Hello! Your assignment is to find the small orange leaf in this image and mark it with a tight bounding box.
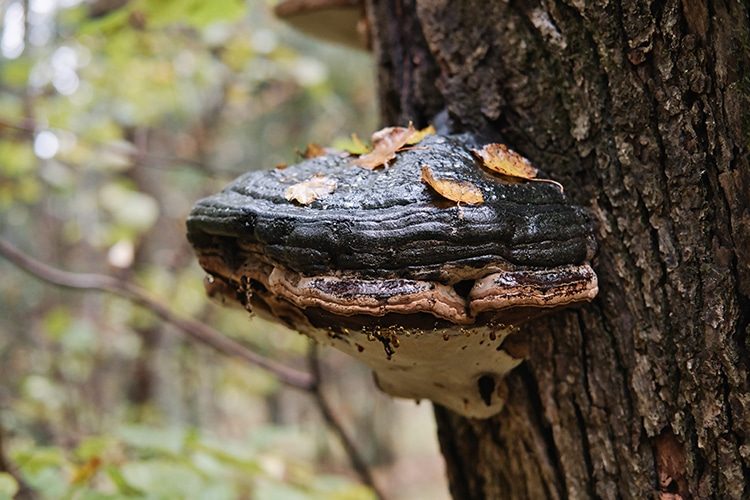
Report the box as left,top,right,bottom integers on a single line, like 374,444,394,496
70,457,102,485
406,125,437,146
302,142,326,160
422,165,484,205
353,123,416,170
472,143,539,179
284,175,336,205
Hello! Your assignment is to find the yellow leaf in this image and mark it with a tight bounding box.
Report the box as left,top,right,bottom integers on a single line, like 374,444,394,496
353,123,415,170
302,142,326,160
472,143,539,179
70,457,102,485
284,175,336,205
333,134,370,155
422,165,484,205
406,125,436,145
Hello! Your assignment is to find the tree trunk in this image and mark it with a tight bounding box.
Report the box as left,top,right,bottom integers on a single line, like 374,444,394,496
368,0,750,499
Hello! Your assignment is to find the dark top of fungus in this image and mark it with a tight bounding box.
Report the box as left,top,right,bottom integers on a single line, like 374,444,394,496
188,136,593,283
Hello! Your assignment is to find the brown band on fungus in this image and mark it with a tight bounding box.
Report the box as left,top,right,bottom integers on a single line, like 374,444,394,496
469,264,599,315
268,267,473,324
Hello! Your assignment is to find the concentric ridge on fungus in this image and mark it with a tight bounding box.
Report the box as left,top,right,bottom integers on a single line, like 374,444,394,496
187,136,597,417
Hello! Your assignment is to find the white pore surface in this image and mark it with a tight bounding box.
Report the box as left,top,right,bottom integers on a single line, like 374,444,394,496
305,326,522,418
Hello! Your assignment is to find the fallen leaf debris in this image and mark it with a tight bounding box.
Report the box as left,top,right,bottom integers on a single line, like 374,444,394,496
284,175,336,205
421,165,484,205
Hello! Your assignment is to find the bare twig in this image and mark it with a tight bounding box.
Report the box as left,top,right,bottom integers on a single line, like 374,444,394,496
0,239,316,391
0,239,385,498
308,341,385,499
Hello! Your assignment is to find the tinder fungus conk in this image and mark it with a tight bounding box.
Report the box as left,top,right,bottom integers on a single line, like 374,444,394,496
187,135,597,418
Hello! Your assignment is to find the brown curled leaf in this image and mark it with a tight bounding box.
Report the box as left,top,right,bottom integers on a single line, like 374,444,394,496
353,123,416,170
406,125,437,146
422,165,484,205
472,143,539,179
334,133,370,155
284,175,336,205
471,143,564,193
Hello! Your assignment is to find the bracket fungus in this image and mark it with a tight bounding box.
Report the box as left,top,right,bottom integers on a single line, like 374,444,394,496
187,135,597,418
273,0,368,50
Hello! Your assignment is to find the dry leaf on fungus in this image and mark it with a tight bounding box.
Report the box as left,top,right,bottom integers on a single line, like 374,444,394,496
472,143,539,179
471,143,563,192
406,125,437,146
422,165,484,205
353,123,416,170
302,142,326,160
284,175,336,205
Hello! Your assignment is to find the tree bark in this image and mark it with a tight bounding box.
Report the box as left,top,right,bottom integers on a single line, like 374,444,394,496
368,0,750,499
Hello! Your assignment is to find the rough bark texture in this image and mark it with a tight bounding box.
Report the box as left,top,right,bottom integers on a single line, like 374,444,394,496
368,0,750,499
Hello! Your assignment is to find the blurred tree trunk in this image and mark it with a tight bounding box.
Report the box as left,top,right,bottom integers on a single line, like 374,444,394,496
368,0,750,499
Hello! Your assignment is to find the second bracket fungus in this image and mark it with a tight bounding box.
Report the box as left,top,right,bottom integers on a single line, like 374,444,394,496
187,135,597,418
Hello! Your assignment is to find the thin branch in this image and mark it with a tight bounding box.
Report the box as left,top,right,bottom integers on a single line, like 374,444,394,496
0,239,316,391
0,239,385,492
308,341,385,499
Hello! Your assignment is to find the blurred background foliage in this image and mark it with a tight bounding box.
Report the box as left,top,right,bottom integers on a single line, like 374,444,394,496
0,0,446,499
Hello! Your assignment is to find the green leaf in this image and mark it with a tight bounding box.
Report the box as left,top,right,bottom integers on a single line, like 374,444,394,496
120,460,206,499
106,466,145,496
117,425,185,455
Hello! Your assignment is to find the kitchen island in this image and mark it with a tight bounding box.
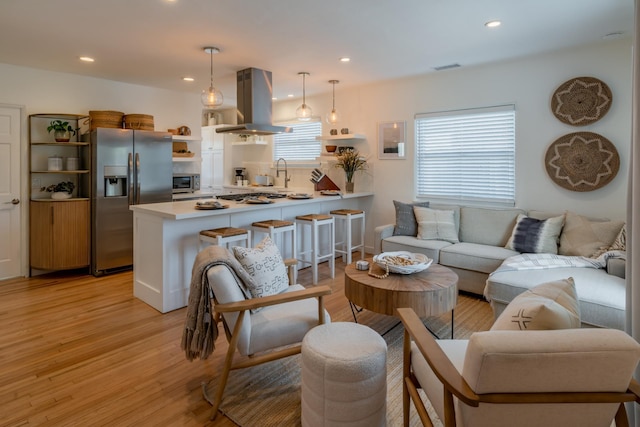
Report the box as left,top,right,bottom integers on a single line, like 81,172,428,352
130,193,373,313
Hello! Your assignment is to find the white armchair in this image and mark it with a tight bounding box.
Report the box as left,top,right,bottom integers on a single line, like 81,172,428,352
183,246,331,419
398,308,640,427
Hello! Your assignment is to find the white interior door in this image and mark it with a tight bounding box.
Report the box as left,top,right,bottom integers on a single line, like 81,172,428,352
0,105,24,280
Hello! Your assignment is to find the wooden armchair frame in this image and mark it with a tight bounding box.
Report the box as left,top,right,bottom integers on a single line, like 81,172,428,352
202,260,331,420
398,308,640,427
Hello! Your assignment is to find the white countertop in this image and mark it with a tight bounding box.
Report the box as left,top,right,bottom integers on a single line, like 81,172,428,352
129,193,373,220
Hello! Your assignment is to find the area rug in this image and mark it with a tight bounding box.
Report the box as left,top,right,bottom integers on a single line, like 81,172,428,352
208,295,493,427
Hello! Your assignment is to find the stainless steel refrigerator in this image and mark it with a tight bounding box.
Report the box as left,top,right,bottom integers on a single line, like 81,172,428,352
90,128,173,276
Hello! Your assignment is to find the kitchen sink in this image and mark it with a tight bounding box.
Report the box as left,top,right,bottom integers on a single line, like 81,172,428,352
217,193,287,202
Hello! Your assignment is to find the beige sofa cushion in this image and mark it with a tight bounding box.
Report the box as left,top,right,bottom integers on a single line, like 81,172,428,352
413,206,460,243
491,277,580,331
459,206,525,248
558,212,624,257
458,329,640,427
393,200,429,237
232,236,289,298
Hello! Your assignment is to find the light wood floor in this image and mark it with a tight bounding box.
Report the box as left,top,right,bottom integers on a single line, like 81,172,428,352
0,260,356,426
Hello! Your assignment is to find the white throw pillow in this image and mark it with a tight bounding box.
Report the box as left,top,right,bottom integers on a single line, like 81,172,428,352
506,214,564,254
232,236,289,298
558,212,624,257
491,277,580,331
413,206,460,243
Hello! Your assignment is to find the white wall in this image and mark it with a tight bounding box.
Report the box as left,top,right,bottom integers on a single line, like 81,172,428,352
0,39,632,254
0,63,202,206
274,39,632,234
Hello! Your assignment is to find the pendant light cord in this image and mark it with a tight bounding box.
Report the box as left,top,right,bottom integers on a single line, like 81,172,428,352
302,74,307,107
209,49,213,87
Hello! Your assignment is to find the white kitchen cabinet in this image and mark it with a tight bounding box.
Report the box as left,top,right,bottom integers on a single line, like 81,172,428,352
200,150,224,191
200,125,228,191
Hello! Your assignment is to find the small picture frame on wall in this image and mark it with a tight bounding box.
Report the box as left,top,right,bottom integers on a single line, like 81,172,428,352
378,121,407,160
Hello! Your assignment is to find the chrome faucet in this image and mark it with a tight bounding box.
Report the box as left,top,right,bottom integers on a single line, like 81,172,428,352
276,157,291,188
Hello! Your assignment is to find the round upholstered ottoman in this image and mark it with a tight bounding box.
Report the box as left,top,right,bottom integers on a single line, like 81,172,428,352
301,322,387,427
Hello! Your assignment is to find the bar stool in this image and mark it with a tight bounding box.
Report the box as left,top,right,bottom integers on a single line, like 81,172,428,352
296,214,336,285
329,209,365,264
199,227,251,250
251,219,296,258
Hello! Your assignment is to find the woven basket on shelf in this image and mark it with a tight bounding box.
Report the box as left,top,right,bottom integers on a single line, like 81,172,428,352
124,114,154,130
89,111,124,130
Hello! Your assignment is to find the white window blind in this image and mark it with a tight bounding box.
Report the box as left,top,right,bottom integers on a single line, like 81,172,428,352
273,120,322,162
415,105,515,206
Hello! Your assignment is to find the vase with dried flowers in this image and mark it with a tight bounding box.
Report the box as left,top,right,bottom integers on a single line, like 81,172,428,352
336,149,367,193
40,181,76,199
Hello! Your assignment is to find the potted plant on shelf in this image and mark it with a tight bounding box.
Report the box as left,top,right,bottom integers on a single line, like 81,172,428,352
336,149,367,193
40,181,76,199
47,120,76,142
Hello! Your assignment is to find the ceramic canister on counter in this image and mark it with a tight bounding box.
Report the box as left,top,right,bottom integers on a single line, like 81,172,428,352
67,157,80,171
47,156,62,171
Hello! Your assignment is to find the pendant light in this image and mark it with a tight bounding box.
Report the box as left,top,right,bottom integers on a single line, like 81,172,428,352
327,80,340,125
202,46,224,108
296,71,313,122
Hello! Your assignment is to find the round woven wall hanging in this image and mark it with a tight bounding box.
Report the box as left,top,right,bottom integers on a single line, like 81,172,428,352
551,77,613,126
545,132,620,191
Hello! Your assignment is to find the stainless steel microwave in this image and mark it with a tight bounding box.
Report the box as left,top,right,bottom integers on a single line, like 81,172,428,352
173,173,200,194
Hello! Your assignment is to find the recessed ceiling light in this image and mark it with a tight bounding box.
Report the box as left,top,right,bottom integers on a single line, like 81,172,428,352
602,31,624,40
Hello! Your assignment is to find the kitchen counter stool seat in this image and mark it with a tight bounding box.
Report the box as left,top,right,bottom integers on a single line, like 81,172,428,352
199,227,251,250
296,214,336,285
329,209,365,264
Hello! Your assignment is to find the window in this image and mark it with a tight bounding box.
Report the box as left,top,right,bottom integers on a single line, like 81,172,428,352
415,105,515,206
273,120,322,162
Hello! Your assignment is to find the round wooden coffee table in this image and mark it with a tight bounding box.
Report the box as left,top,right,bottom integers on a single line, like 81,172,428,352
344,263,458,338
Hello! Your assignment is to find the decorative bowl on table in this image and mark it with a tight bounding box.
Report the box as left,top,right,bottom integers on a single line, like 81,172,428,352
373,251,433,274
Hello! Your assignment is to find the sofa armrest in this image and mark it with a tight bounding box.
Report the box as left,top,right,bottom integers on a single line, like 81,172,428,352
607,258,627,279
373,224,396,255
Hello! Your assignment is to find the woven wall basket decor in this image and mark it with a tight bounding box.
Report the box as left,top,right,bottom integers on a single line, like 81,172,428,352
551,77,613,126
545,132,620,191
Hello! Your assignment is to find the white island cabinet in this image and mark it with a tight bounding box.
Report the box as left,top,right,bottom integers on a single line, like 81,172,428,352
131,193,373,313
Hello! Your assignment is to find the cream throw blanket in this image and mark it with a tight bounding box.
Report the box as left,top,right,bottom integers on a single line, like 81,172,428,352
489,251,626,276
182,246,253,360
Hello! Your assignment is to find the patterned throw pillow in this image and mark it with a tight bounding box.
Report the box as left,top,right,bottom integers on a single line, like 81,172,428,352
232,236,289,298
491,277,580,331
413,206,460,243
558,212,624,257
393,200,429,236
505,214,564,254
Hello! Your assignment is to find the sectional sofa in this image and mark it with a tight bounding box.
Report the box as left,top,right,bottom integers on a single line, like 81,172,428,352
374,201,626,329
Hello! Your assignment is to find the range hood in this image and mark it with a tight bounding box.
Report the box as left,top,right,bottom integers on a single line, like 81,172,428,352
216,68,292,135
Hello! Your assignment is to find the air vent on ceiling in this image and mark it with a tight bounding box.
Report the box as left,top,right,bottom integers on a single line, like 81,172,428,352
433,64,460,71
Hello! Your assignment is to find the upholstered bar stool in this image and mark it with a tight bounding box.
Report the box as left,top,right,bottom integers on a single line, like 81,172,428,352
329,209,365,264
199,227,251,250
296,214,336,285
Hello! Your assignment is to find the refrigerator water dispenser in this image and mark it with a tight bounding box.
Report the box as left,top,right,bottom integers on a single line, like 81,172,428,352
104,176,127,197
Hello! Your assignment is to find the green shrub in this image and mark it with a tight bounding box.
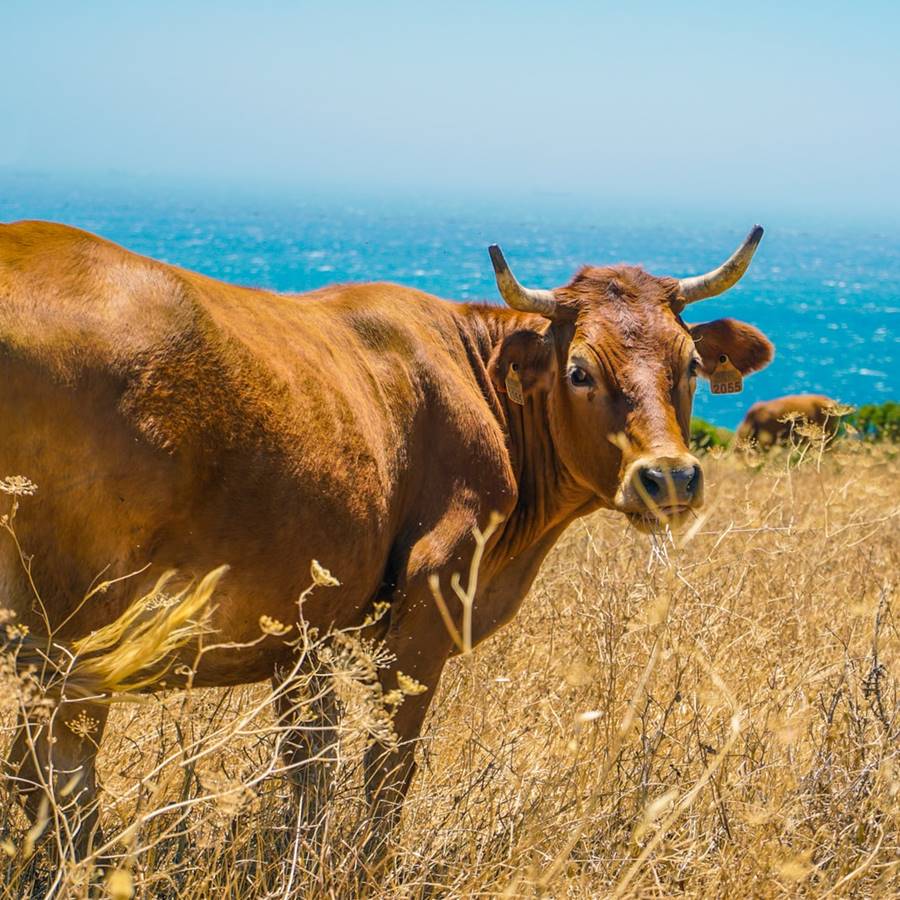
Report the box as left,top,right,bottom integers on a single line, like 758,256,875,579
844,400,900,441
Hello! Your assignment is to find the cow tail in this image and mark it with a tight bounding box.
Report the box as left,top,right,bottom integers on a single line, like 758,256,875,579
0,566,228,701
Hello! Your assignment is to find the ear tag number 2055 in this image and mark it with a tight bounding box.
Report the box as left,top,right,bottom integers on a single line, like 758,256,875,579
709,353,744,394
506,363,525,406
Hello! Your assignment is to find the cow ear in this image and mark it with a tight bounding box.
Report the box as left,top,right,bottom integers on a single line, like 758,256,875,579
488,330,556,403
688,319,775,378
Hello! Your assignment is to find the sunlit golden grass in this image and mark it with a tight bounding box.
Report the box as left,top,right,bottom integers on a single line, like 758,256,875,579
0,442,900,900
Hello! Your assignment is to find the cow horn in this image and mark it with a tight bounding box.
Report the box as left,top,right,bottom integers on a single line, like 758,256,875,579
678,225,763,305
488,244,557,319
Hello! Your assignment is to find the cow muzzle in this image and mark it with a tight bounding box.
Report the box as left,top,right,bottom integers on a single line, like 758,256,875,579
616,455,703,527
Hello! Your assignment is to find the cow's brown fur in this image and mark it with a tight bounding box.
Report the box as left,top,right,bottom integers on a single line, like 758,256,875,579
0,222,771,856
737,394,841,447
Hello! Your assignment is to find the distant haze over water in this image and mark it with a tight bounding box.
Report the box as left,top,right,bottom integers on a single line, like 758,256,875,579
0,173,900,427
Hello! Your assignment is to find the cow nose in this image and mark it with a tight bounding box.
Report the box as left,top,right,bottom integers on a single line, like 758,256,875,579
638,463,703,506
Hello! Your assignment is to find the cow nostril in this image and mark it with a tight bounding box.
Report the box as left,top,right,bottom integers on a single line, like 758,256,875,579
640,468,663,497
687,465,701,497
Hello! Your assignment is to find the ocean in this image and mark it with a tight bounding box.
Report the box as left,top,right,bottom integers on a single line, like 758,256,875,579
0,174,900,428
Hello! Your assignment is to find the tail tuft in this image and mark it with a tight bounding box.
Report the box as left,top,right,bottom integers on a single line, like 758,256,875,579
0,566,228,699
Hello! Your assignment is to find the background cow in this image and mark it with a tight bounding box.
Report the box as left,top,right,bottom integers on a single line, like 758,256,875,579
0,222,772,845
737,394,841,447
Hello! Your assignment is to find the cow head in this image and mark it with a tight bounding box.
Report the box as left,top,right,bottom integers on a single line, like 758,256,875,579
490,226,772,529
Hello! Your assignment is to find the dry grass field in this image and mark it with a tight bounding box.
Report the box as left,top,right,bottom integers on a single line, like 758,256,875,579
0,442,900,900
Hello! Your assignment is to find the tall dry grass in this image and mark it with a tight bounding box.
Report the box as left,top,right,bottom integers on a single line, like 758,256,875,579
0,442,900,900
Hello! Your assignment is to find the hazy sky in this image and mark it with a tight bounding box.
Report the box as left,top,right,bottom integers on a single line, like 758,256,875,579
0,0,900,215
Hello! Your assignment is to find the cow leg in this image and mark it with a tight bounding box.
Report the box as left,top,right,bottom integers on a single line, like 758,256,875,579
272,673,341,843
7,702,108,860
365,634,450,863
364,564,457,864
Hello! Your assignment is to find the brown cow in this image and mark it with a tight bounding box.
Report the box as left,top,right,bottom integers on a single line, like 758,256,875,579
0,222,772,856
737,394,841,447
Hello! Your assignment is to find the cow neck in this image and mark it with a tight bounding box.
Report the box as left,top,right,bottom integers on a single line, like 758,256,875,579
464,307,595,558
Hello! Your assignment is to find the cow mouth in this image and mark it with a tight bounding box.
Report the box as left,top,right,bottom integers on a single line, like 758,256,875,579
626,503,694,534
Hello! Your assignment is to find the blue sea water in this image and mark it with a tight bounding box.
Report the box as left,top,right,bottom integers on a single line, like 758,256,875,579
0,173,900,427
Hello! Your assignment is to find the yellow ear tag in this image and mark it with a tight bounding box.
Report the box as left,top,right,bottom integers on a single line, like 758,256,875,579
709,353,744,394
506,363,525,406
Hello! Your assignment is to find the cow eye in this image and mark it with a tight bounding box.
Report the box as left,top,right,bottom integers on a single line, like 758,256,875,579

● Set exercise
Rewrite the lines from the line with "Hello! Your assignment is to find the fallen" to the line with "273,0,368,50", changing "bounding box" to "rectangle" throughout and leaving everything else as it is.

● Output of the task
Hello! Your assignment is to find the fallen leaf debris in this image and mark it with a tight rectangle.
Report the box as left,top,right,bottom integers on a single line, like 374,444,394,496
284,175,336,205
421,165,484,205
Hello! Your assignment is to find the bare twig in this image and mark it with a tight rectangle.
Report the box as left,top,right,bottom integers on a single line, like 374,444,394,496
0,239,316,391
0,239,385,498
308,341,385,499
Hello! Your assignment is to find the tinder fungus conk in this image and mark it with a tight rectangle.
Report the box as left,top,right,bottom integers on a single line, like 374,444,394,496
187,135,597,418
Hello! Your assignment is to find the brown curled leaf in this image and mark it with a tight rectangle.
Report the box as left,top,right,bottom integers on a single line, like 374,444,394,496
353,123,416,170
406,125,437,146
422,165,484,205
472,143,539,179
334,133,370,155
284,175,336,205
471,143,564,193
Hello! Your assignment is to find the bracket fungus in this image and mark it with a tight rectangle.
Report the box as left,top,right,bottom integers on a single line, like 374,444,394,496
187,135,597,418
273,0,368,50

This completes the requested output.